Instructions for the task - The records follow. Filter them to the lines that hold "angel".
*** Source records Section Begins ***
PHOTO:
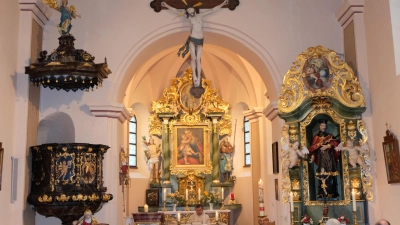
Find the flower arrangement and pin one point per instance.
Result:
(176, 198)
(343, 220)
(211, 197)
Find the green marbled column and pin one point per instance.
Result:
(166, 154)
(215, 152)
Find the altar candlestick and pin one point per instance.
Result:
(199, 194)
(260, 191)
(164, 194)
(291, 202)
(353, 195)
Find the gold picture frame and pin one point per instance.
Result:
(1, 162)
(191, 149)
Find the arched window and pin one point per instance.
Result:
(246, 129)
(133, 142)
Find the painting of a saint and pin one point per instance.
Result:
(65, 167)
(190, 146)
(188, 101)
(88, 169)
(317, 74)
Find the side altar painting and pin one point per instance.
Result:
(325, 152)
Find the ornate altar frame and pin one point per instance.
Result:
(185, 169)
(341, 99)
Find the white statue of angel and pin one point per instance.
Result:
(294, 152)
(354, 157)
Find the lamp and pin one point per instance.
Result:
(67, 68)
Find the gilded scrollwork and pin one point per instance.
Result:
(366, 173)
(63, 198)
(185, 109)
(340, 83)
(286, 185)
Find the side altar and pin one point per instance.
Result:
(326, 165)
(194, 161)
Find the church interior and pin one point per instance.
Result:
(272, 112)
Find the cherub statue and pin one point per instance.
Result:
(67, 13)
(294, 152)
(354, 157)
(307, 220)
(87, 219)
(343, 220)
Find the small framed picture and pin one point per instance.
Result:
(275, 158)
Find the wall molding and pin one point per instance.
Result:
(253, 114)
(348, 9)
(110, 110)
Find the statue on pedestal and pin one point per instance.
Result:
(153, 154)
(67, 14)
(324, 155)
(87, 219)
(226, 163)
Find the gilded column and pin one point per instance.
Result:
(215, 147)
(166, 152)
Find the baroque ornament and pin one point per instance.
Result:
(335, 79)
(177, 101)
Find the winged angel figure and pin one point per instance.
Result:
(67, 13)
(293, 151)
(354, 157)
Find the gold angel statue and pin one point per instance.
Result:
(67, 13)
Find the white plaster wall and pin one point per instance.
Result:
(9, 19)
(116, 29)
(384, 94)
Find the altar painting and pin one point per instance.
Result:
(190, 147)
*** Source records Section Ends ***
Response to the task -
Find the white statue of angel and pin one point per instance.
Find the winged angel figure and pin one point per instance.
Find the gold angel statue and pin one point per instance.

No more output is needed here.